*** RECORDS FOR THIS TASK ***

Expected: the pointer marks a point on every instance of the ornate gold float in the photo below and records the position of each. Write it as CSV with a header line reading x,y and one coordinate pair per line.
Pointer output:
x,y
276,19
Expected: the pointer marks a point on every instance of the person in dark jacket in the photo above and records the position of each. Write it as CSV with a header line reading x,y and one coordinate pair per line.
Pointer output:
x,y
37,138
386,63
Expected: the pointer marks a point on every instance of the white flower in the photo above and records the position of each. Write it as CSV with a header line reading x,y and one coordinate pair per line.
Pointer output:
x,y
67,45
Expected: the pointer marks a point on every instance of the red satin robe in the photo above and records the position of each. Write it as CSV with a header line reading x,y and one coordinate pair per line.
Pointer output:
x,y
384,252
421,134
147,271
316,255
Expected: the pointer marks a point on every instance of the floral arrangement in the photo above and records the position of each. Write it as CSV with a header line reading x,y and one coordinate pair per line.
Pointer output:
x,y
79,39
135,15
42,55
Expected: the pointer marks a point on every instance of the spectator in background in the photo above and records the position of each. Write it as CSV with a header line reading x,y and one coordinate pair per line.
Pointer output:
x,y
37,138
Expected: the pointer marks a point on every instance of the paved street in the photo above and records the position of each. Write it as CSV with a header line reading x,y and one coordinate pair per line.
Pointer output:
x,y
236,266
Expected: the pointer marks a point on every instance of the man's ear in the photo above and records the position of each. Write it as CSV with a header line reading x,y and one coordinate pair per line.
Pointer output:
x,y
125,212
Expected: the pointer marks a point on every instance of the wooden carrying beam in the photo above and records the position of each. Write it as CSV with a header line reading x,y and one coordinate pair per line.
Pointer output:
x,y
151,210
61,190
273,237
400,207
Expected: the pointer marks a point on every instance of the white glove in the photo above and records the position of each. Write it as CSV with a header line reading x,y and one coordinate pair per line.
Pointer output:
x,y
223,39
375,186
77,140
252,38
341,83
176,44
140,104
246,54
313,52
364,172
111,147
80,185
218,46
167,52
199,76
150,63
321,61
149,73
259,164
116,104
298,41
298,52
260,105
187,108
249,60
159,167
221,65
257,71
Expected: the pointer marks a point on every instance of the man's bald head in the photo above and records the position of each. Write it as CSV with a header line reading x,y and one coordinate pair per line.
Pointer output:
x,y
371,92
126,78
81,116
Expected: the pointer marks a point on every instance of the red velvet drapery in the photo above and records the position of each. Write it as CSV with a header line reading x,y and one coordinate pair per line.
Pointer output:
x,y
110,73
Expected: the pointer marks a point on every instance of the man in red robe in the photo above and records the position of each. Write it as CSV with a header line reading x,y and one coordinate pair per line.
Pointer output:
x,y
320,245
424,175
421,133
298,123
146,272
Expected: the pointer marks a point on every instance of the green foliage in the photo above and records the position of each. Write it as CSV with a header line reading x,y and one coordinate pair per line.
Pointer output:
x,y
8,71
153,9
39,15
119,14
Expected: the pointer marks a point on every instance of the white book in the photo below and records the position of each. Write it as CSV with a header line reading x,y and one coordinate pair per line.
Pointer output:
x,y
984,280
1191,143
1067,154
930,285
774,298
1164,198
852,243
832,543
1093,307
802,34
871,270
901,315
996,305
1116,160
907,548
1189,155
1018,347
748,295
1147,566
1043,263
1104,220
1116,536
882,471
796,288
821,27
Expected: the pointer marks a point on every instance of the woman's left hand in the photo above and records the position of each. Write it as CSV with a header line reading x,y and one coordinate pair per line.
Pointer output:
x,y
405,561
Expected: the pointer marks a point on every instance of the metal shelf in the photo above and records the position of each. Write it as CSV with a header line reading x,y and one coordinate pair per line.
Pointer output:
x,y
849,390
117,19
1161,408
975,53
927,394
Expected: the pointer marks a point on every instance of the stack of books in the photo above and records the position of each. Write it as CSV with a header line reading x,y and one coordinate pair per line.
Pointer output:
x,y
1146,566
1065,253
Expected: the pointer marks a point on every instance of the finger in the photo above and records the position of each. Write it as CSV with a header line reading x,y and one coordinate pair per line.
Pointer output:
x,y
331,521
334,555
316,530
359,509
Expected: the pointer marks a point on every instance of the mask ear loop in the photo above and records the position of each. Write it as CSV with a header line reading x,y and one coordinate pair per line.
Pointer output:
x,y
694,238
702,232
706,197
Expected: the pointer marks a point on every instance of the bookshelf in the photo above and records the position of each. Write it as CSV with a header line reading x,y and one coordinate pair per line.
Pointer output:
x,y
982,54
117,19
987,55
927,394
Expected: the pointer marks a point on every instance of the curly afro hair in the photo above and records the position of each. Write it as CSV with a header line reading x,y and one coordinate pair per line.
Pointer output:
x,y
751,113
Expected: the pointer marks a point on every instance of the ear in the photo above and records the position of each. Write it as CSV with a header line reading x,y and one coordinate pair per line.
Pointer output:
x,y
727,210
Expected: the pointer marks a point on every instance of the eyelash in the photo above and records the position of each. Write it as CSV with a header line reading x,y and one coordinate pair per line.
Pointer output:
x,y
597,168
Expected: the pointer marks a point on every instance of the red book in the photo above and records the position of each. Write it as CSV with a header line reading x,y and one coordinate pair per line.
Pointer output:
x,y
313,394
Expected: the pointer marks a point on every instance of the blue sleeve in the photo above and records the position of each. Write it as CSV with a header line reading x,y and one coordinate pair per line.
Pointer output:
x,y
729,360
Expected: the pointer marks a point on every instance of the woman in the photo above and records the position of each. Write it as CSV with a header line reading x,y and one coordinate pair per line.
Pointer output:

*** End of RECORDS FOR THIS TASK ***

● **THE PROBLEM**:
Find the lines in the data that include "white", then copy each of them.

● **ANSWER FOR THE TASK**:
Expected: the pointer marks a point on every instance of the white flower in the photo above and records the position of each. Write it as CSV with a header line reading x,y and one coordinate pair per line.
Expected: the pointer marks a point on every instance of the white glove in the photo above and records the position of each. Write it as CSV with a header line reading x,y and one coordinate pair per line.
Expected: the pointer marks a point on every instance of the white book in the photo below and records the position of each. Write it as CSV with a header line reading x,y and one coordinate pair per line.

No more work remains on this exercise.